СюжетыОбщество

«Другого мы бы немедленно расстреляли»

История советского гражданина, которого репрессировали за «продажу» несуществующего документа. Но неожиданно оставили в живых

А.И. Селявкин. Фото из архива
А.И. Селявкин. Фото из архива

Люди постарались и издали толстую книгу — к дате успели, еще к 100-летию замечательной организации, так много сделавшей для всемерного процветания державы, — ВЧК-ОГПУ-НКВД-МГБ-КГБ-ФСБ.

799 страниц одних документов, многие из которых публикуются впервые. Некоторые, правда, сказали бы — неряшливо издали. Без логики в отборе. Без комментариев, объяснений, справок. Просто в хронологическом порядке накидали — в знак безмерного доверия к читателю: вдумчивый читатель разберется.

Через три года книга попала, скажу не бахвалясь, к такому читателю — ко мне. Я перелистал ее, подивился причудливой фантазии авторов-составителей. И вдруг на 334-й странице — дивная фамилия: Селявкин.

От французского «се ля ви», очевидно.

В общем, начал читать этот документ № 152. И чем дальше, тем более фантасмагоричной казалась мне эта история.

Из опубликованного документа № 152 — письма в адрес Орджоникидзе — можно представить себе отрывочно селявкинскую биографию, как он сам ее считает нужным изложить. А можно и книжку селявкинскую (1981 года издания) отыскать, и у людей знающих справиться.

И окажется, что за этой историей встают, как живые, вопросы государственного значения, безопасности государственной в полном смысле этого слова, да забирай выше — истории страны, как она сложилась и почему сложилась именно так и не иначе.

Се ля ви, словом.

Арестовали Селявкина 26 августа 1933 года. Было ему к этому времени 34 года. Окончил четырехклассное Харьковское городское училище. Работал слесарем, шофером. В 1915-м был мобилизован в армию. В 1916-м — произведен в младшие унтер-офицеры и назначен в 8-й дивизион в качестве шофера броневика «Остин». Участник Первой мировой войны.

В марте 1917 года вступил в партию большевиков. В июне — в Красную армию. Командовал бронепоездами при обороне Царицына. Был командиром автоброневого дивизиона особого назначения при СНК Украины. Стал одним из первых советских танкистов, так как именно в этот дивизион попали захваченные 6-й дивизией 2-й Украинской армии под Одессой весной 1919 года французские танки Рено (один из них Селявкин отправил в Москву в подарок Ленину, а потом и сам с ним встретился). С декабря 1919-го — начальник и военком Управления броневых частей Южного, затем Юго-Западного фронта. С 1920-го — командир автоброневого отряда особого назначения при Наркомвоене Украины (затем — автобронедивизиона при СНК УССР), начальник бронесил Южного фронта.

Вопросы для ответа:
• a. Перепишите из статьи о Селявкине фрагмент, начиная со слов «Через три года» и далее вплоть до слов «и не иначе.».
• b. Когда, согласно статье о Селявкине, его арестовали?
• c. Продолжите статью о Селявкине, начав сразу после ее последнего предложения.

Исходные данные:
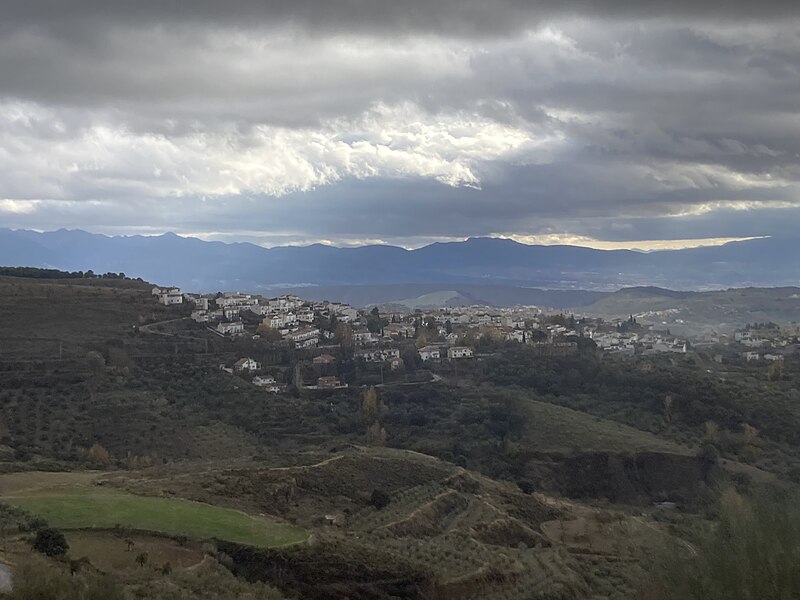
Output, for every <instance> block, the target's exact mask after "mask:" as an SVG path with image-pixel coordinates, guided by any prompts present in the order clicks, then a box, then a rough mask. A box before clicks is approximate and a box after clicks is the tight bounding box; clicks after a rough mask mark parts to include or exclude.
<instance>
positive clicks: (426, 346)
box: [419, 346, 441, 360]
mask: <svg viewBox="0 0 800 600" xmlns="http://www.w3.org/2000/svg"><path fill="white" fill-rule="evenodd" d="M419 357H420V358H421V359H422V360H439V358H441V353H440V351H439V347H438V346H425V347H424V348H420V349H419Z"/></svg>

Ответы по порядку:
• a.
Через три года книга попала, скажу не бахвалясь, к такому читателю — ко мне. Я перелистал ее, подивился причудливой фантазии авторов-составителей. И вдруг на 334-й странице — дивная фамилия: Селявкин.

От французского «се ля ви», очевидно.

В общем, начал читать этот документ № 152. И чем дальше, тем более фантасмагоричной казалась мне эта история.

Из опубликованного документа № 152 — письма в адрес Орджоникидзе — можно представить себе отрывочно селявкинскую биографию, как он сам ее считает нужным изложить. А можно и книжку селявкинскую (1981 года издания) отыскать, и у людей знающих справиться.

И окажется, что за этой историей встают, как живые, вопросы государственного значения, безопасности государственной в полном смысле этого слова, да забирай выше — истории страны, как она сложилась и почему сложилась именно так и не иначе.

• b. Селявкина арестовали 26 августа 1933 года.

• c.
Рабоче-крестьянская Красная армия (РККА) в 1928-32 гг. Танкисты готовятся к маршу. Фото: РИА Новости
Рабоче-крестьянская Красная армия (РККА) в 1928-32 гг. Танкисты готовятся к маршу. Фото: РИА Новости

С 1924 года — командир «отдельной танковой эскадры РККА». Заместитель начальника артиллерии и бронетанковых частей ВС Украины и Крыма. Затем его биография делает резкий, даже необъяснимый вираж: с 1925-го Селявкин — заместитель командующего конвойными войсками СССР. С 1927-го — начальник военизированной охраны промышленных предприятий и государственных сооружений Высшего совета народного хозяйства СССР. С 1931-го — начальник Главного управления по подготовке промышленности к противовоздушной обороне Наркомата тяжелой промышленности.

В 1929 году Селявкин А.И. занимает должность не самого первого плана, но хорошую: в петлицах у него аж четыре ромба, маршалов еще в СССР не было, но он был уже почти как маршал. Ну, генерал-полковник…

И вот познакомился он случайно в кафе на Арбате «с некой (как сам пишет) Анной Ивановной Поляковой», кассиршей этого кафе, куда заходил с товарищами выпить чашку чая, «2 или 3 раза бывал у нее на квартире».

Минуло несколько лет. И докладывает Селявкину адъютант, что просится к нему на прием некий иностранный специалист Стуккарт и представляется мужем этой самой Поляковой, у которой возникли какие-то сложности с ОГПУ, и не сможет ли Селявкин как-то ей в этом деле помочь? Не смогу, неприязненно отвечает Селявкин, обращайтесь лучше в прокуратуру. И выпроваживает иностранца, как ему показалось, навсегда. А через некоторое время в компании приятель (чин из ОГПУ) сказал между прочим, что знает о визите Стуккарта и о том, что Селявкин его отшил. И правильно, говорит приятель, сделал. А кто, спрашивает Селявкин, он такой? Как тебе сказать, отвечает приятель, просто провокатор.

Ну и забыли об этом думать. Хотя по некоторым данным

можно предположить, что и Полякова, и иностранец Стуккарт были агентами органов, но ничего у них с Селявкиным не выгорело.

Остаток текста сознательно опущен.